» **RECORDS FOR THIS EXERCISE**
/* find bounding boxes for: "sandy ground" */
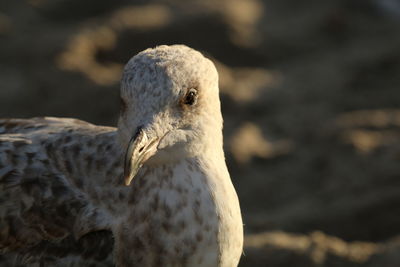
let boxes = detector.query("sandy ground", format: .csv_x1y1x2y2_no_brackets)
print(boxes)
0,0,400,267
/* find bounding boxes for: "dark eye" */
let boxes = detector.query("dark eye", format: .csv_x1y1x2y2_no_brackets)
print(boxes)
120,98,127,114
183,88,197,106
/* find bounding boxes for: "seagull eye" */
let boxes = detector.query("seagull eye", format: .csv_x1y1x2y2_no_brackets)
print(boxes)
183,88,197,106
120,98,127,114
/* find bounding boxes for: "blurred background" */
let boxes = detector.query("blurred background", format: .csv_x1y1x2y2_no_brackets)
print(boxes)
0,0,400,267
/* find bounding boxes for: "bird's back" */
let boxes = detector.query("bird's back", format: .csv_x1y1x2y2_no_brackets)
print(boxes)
0,117,126,266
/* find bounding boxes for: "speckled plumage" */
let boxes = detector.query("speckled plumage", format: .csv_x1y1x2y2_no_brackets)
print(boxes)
0,46,243,267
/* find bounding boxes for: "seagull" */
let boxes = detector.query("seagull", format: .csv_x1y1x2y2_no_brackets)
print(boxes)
0,45,243,267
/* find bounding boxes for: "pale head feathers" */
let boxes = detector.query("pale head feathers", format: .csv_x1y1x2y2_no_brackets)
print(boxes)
118,45,222,166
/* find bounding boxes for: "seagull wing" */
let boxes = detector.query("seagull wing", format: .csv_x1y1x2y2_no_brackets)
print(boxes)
0,117,126,262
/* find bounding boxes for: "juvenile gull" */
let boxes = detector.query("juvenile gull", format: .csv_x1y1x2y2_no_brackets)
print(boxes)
0,45,243,267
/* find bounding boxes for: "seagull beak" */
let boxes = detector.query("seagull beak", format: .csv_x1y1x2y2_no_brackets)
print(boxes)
124,127,159,186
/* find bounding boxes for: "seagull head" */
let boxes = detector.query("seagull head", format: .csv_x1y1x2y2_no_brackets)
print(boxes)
118,45,223,185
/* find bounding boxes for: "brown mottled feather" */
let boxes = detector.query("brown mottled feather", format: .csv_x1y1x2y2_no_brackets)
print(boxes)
0,118,125,266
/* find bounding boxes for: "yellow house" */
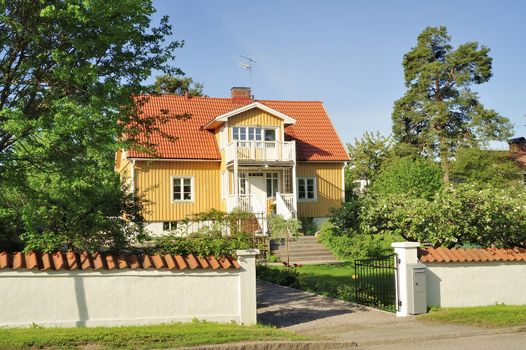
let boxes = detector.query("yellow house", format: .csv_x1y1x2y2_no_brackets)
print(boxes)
116,88,349,234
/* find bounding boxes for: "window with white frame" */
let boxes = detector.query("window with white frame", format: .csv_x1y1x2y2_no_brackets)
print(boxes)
172,177,194,202
298,177,316,201
266,173,279,198
232,126,276,141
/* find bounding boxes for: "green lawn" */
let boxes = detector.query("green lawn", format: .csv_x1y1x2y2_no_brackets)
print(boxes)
419,305,526,327
0,321,305,349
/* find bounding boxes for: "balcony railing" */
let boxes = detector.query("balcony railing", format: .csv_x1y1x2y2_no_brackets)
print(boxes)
276,192,296,219
225,141,296,163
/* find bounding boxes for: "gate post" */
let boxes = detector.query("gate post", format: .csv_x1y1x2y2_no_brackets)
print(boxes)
391,242,420,317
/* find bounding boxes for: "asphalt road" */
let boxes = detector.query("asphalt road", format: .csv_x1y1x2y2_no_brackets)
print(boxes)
257,281,526,350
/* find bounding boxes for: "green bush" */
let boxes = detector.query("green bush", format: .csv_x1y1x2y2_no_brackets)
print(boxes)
149,233,254,257
329,196,361,235
369,157,442,199
256,265,299,288
318,223,403,260
361,185,526,248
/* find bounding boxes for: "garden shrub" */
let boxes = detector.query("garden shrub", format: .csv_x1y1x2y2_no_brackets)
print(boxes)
318,222,403,260
329,196,361,235
369,157,443,199
361,184,526,248
149,233,254,257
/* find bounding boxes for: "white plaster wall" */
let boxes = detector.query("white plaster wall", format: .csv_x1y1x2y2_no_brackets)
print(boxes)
426,262,526,307
0,251,257,327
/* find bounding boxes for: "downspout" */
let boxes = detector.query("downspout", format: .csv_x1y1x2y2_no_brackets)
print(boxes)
131,159,135,197
342,162,348,203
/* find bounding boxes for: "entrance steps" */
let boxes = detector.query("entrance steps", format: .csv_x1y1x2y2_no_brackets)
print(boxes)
270,236,339,265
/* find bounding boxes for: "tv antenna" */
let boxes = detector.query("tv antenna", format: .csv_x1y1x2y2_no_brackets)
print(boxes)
239,55,257,89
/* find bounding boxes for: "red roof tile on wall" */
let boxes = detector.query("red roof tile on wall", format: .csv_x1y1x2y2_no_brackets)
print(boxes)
418,248,526,263
129,95,349,161
0,252,240,271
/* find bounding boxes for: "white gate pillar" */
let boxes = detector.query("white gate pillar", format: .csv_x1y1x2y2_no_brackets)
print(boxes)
391,242,420,317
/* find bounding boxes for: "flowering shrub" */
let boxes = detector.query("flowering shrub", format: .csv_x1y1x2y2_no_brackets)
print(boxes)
361,185,526,248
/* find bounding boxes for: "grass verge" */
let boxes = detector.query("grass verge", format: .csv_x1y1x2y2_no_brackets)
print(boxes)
418,305,526,327
0,321,305,349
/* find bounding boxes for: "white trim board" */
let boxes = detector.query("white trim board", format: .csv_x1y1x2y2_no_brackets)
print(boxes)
203,102,296,129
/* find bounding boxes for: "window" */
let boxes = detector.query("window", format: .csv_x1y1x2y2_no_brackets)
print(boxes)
238,173,247,194
163,221,177,231
172,177,194,202
267,173,279,198
298,177,316,201
232,126,276,141
265,129,276,141
248,128,263,141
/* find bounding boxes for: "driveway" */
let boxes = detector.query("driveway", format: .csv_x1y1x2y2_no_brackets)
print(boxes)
257,280,526,350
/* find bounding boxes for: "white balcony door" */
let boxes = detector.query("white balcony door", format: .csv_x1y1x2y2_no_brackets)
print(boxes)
248,172,267,211
264,129,278,160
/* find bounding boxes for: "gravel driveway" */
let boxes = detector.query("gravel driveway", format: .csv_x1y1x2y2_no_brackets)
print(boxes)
257,280,524,349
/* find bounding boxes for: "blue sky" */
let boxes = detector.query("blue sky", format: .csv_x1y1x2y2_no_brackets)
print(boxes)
154,0,526,147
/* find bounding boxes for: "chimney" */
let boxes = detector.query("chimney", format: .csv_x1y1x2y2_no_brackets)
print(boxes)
508,137,526,153
230,87,252,100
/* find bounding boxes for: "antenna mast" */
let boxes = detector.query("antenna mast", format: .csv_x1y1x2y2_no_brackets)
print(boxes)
239,55,257,90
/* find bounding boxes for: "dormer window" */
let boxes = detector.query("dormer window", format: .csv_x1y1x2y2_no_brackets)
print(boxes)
232,126,276,141
265,129,276,141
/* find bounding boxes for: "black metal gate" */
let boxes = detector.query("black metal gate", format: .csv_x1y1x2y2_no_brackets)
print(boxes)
353,254,398,312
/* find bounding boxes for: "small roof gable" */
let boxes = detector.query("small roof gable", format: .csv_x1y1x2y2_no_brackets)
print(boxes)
203,101,296,130
128,95,349,162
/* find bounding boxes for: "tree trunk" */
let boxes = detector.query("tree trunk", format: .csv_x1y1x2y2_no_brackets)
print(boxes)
440,137,449,184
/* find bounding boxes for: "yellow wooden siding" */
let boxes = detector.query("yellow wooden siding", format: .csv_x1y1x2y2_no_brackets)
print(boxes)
135,161,223,221
228,108,283,142
296,162,343,217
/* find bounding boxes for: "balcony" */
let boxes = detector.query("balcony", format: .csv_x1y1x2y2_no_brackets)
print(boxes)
225,141,296,164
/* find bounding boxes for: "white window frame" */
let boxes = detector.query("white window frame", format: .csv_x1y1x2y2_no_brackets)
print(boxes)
296,176,318,202
265,172,281,199
170,176,195,203
232,125,282,143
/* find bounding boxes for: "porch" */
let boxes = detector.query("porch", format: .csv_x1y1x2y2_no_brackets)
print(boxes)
226,141,296,164
223,165,297,232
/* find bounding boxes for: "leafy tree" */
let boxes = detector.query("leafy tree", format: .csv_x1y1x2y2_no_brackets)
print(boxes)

» **THE TASK**
Extract every line from the entries above that contains the string "railing".

» **WRITTEN RESPONSE**
/* find bounding boxes for: "balcony railing" */
let boxes = detector.query("balcony railing", format: .csv_x1y1x2y2_no_brackets)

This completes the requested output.